Record list start

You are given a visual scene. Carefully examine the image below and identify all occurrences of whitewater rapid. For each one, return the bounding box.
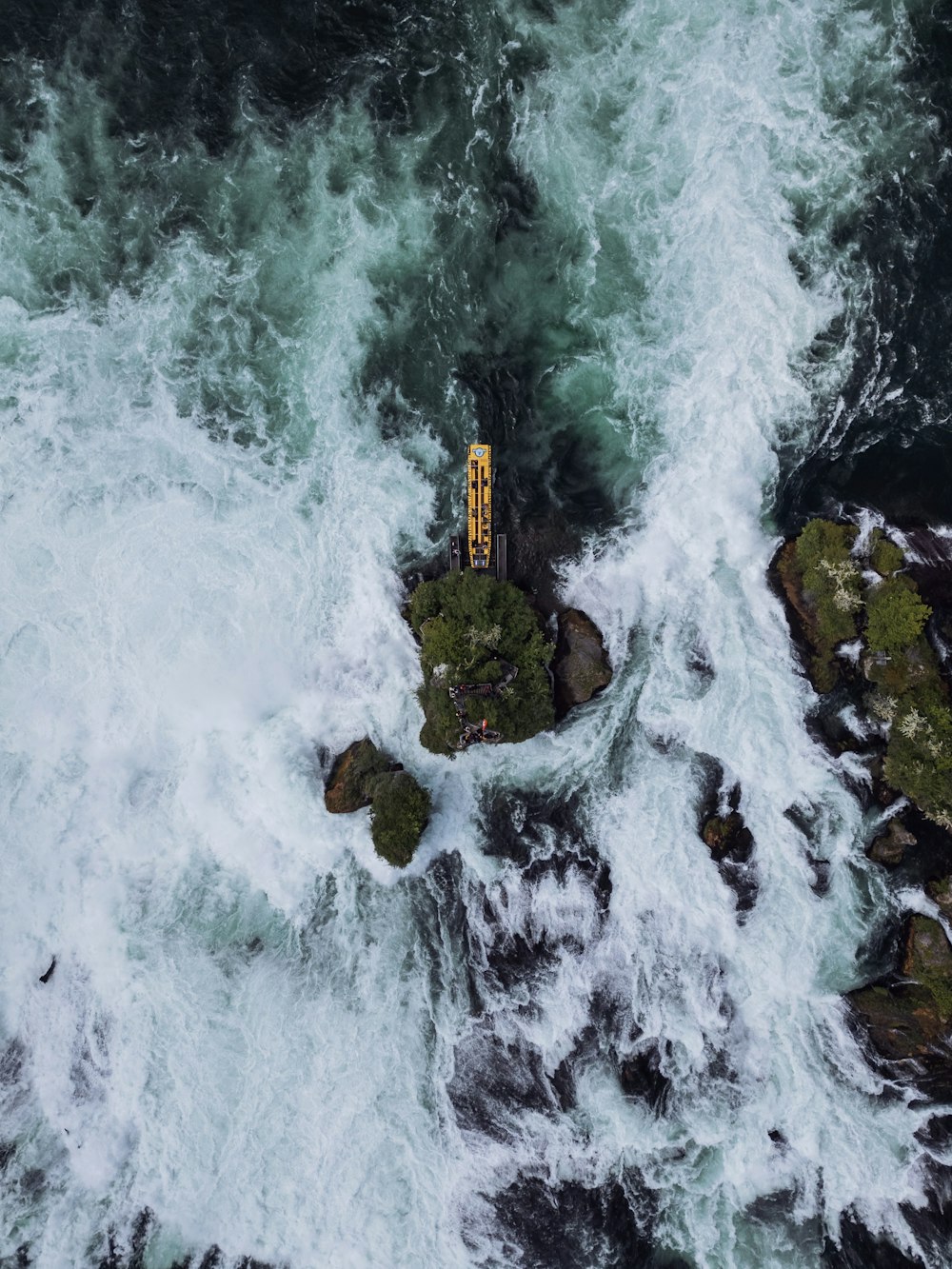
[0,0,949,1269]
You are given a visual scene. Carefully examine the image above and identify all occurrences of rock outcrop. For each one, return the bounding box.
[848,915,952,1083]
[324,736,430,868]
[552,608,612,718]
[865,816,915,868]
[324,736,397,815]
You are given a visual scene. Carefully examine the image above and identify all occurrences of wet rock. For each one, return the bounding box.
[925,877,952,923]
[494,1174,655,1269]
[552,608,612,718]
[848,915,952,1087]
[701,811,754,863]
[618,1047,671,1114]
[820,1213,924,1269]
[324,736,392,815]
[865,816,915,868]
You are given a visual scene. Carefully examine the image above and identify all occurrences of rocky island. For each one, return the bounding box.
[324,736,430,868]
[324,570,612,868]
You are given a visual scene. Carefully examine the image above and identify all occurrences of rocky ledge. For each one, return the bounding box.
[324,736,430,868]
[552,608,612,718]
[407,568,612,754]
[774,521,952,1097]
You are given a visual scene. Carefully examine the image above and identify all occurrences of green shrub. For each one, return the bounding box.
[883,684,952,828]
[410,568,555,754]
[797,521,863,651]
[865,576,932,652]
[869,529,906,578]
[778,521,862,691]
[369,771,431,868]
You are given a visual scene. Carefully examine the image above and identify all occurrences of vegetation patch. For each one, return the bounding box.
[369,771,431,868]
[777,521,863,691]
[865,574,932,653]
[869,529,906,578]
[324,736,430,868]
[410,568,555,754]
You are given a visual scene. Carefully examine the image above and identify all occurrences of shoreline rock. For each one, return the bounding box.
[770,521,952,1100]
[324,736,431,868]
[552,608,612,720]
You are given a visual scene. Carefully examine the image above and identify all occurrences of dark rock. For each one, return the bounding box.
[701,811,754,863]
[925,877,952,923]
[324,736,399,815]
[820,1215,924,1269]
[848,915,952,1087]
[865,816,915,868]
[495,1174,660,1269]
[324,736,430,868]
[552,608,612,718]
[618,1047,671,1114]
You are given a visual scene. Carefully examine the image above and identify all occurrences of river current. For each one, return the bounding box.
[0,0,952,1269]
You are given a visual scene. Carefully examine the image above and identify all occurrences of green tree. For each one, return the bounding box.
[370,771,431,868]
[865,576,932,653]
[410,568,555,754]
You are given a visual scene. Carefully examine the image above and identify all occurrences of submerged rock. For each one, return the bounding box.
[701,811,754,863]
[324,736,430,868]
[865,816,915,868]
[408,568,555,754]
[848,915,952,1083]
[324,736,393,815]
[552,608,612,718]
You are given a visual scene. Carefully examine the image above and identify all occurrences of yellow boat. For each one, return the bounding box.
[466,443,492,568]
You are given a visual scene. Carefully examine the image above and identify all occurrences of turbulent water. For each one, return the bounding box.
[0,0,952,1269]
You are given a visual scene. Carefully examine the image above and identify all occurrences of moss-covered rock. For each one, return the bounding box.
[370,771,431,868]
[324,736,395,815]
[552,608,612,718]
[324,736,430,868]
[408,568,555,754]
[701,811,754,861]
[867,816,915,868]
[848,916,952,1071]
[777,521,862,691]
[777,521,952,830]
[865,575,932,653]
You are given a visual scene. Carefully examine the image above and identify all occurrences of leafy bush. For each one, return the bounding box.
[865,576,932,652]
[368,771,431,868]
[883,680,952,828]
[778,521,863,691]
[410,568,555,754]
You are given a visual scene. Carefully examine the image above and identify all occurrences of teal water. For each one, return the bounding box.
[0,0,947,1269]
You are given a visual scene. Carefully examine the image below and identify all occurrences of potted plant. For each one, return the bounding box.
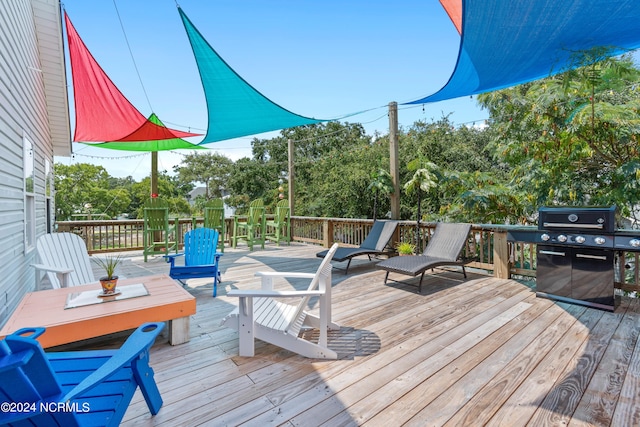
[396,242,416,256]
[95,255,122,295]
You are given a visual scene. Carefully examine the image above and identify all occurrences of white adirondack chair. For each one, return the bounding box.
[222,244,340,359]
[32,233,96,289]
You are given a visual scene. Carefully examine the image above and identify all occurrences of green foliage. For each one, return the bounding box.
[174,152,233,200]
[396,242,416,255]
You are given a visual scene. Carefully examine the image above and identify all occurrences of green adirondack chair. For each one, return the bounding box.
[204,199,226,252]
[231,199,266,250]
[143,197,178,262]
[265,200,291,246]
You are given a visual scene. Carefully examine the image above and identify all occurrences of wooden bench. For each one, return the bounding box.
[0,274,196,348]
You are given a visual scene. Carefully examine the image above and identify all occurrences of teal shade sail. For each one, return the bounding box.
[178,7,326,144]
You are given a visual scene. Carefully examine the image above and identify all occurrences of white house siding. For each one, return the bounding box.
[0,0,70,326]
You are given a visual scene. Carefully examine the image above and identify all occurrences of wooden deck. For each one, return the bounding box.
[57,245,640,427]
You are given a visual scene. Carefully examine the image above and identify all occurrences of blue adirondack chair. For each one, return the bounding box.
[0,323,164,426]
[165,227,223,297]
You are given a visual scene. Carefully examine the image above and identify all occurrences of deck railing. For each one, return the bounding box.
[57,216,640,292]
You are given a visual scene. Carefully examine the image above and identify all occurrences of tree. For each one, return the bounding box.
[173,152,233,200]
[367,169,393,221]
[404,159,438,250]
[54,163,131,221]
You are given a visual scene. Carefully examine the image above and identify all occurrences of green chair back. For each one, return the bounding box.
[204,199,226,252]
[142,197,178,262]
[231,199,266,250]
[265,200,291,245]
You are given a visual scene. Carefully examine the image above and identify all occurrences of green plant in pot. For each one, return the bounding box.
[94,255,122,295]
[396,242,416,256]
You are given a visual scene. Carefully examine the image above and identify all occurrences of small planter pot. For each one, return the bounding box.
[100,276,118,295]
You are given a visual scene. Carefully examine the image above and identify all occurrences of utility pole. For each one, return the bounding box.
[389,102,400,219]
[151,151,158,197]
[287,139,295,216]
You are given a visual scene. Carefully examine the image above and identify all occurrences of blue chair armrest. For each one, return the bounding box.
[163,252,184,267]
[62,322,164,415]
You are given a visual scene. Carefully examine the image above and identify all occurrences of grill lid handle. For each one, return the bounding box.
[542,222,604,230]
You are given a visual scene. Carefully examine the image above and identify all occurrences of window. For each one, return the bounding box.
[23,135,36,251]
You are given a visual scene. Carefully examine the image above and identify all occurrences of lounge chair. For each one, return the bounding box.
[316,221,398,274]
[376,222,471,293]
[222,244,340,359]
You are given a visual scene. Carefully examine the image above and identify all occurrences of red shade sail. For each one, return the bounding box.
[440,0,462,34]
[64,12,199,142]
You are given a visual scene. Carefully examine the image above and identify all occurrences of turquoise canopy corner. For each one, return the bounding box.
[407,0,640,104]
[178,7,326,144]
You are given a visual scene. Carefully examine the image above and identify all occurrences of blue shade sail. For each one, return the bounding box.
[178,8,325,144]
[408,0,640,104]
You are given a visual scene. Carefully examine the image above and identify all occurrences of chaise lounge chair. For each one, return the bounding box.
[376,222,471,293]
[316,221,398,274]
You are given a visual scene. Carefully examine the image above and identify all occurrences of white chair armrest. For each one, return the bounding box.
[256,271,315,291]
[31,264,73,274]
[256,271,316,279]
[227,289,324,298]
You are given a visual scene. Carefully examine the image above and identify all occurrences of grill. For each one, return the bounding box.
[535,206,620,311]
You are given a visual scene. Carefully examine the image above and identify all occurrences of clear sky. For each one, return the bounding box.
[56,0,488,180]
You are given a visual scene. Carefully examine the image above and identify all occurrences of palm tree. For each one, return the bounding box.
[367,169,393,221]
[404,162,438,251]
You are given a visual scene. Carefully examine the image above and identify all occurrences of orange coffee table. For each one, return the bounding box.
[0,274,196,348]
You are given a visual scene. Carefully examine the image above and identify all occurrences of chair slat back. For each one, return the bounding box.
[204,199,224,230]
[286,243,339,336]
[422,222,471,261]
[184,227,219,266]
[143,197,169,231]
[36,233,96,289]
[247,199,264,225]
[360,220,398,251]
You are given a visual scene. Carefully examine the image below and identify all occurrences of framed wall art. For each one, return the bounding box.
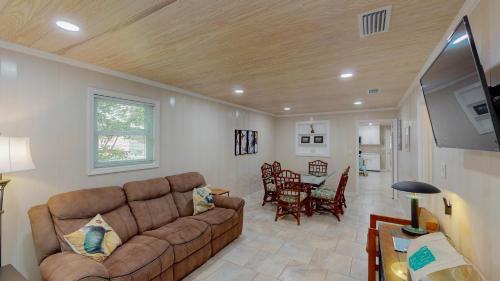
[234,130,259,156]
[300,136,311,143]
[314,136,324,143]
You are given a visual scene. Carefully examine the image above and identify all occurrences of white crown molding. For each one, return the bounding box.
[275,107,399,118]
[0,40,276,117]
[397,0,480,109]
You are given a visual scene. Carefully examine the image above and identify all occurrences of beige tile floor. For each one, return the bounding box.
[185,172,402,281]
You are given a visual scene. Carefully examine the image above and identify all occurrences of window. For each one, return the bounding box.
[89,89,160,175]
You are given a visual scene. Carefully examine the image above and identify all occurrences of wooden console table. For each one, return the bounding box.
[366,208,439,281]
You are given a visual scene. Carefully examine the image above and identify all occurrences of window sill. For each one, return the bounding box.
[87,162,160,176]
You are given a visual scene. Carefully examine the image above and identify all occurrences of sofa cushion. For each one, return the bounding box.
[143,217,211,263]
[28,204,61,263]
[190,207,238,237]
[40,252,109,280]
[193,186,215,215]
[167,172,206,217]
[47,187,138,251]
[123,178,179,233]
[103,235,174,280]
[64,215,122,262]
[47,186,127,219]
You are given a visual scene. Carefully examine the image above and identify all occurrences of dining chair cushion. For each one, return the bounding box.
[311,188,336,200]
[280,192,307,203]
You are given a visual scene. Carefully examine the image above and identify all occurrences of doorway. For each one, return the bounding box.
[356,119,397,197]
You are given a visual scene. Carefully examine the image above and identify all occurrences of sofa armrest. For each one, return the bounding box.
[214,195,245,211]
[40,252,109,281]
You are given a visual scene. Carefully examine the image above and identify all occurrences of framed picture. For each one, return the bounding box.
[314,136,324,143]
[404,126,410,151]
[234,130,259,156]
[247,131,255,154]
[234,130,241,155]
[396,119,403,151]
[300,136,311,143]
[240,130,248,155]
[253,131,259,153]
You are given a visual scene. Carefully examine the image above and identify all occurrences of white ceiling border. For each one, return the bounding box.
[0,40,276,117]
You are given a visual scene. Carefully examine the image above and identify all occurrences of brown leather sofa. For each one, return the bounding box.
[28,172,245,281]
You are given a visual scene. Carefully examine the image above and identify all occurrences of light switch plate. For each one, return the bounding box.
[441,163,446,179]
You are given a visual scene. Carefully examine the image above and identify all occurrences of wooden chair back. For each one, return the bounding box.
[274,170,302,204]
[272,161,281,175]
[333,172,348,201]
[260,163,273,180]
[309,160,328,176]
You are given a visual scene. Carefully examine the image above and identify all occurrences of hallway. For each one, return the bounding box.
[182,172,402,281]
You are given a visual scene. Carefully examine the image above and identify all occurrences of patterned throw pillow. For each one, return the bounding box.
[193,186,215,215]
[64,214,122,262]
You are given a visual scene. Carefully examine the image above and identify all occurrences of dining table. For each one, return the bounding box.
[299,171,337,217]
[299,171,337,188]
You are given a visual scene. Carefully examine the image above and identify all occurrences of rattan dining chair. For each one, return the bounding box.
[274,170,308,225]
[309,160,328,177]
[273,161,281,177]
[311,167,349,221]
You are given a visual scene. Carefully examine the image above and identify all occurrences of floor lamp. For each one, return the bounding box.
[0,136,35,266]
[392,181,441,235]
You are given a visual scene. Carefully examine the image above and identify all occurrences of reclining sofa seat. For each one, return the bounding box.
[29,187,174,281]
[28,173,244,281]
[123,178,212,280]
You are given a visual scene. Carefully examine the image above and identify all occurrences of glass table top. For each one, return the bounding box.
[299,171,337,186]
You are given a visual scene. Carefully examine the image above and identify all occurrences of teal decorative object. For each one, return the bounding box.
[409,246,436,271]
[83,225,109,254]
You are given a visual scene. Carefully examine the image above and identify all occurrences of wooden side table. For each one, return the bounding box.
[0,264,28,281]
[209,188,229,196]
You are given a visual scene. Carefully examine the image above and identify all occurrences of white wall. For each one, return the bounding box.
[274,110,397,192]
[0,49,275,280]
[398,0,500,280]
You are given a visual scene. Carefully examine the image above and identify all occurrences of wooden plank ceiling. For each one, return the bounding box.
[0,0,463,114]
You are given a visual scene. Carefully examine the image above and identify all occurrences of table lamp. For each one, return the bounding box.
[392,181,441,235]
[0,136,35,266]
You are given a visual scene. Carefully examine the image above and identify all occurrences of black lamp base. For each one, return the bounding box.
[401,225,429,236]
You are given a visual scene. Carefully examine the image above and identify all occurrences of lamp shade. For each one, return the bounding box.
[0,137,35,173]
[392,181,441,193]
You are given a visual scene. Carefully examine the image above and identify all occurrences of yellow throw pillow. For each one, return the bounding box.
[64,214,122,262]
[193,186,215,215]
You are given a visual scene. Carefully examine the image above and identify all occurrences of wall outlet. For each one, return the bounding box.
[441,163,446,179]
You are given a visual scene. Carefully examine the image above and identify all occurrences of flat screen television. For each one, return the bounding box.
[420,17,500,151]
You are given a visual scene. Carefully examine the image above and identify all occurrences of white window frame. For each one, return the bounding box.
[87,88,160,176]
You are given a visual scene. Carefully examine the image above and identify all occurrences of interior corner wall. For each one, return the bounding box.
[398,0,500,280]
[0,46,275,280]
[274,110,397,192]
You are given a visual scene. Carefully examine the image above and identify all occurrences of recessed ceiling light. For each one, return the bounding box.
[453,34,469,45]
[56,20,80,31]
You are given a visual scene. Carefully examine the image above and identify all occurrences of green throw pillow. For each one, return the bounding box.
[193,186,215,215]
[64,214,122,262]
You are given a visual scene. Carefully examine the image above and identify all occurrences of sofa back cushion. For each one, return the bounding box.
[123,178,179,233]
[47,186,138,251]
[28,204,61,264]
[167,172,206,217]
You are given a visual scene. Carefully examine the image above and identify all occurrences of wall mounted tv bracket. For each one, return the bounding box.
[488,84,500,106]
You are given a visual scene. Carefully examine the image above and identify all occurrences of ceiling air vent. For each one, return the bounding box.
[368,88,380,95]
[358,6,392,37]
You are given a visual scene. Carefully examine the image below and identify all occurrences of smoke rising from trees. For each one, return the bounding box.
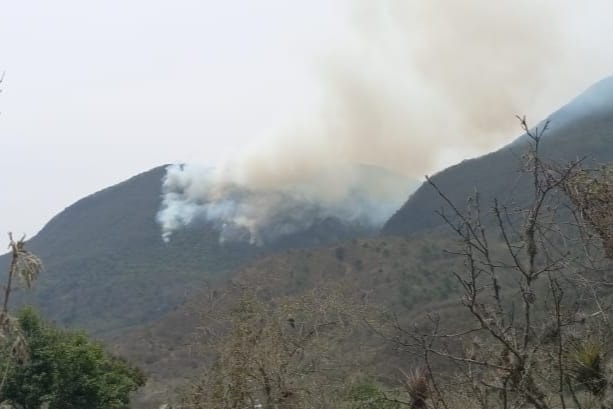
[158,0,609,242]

Record list end

The request
Format the data from the line with "outcrop. For each one, return the bounding box." to the line with "[324,736,397,815]" as a Markdown table with the columns Row and Line.

Exercise result
| Row | Line |
|---|---|
| 1 | You are given a visual scene. Carefully examine the image above and identify all occurrences of rock outcrop. For each one, return the bounding box. |
| 2 | [848,915,952,1083] |
| 3 | [324,736,430,868] |
| 4 | [552,608,612,718] |
| 5 | [865,816,915,868] |
| 6 | [324,736,397,815] |